Records from a collection

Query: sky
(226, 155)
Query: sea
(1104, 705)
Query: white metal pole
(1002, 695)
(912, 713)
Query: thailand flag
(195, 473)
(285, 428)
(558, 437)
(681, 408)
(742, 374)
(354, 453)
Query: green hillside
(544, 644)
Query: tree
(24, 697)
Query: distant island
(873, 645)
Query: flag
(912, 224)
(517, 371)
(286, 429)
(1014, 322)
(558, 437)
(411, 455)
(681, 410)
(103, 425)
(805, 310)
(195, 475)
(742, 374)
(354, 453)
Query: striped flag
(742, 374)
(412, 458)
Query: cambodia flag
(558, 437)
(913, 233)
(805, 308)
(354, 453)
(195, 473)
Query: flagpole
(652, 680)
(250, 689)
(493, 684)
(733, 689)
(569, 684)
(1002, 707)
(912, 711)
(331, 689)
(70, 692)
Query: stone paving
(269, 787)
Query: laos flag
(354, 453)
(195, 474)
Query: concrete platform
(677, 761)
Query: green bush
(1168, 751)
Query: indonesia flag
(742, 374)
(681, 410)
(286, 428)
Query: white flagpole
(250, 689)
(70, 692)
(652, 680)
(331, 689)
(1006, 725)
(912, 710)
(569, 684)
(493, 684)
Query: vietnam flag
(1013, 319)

## WORK REQUEST
From the line containing "Query: flagpole" down to the final line of the data, write out every line exactly; both the first and last of these belong in your answer, and nothing else does.

## ANSWER BOX
Query: flagpole
(652, 680)
(250, 689)
(493, 684)
(733, 689)
(569, 684)
(1002, 707)
(912, 711)
(331, 689)
(70, 692)
Query: stone paving
(269, 787)
Query: laos flag
(354, 453)
(195, 474)
Query: concrete platform
(677, 761)
Query: green bush
(1168, 751)
Query: indonesia flag
(742, 374)
(681, 410)
(286, 428)
Query: white flagpole
(250, 689)
(70, 692)
(652, 680)
(331, 689)
(1006, 725)
(912, 710)
(569, 684)
(493, 684)
Query: vietnam flag
(1013, 319)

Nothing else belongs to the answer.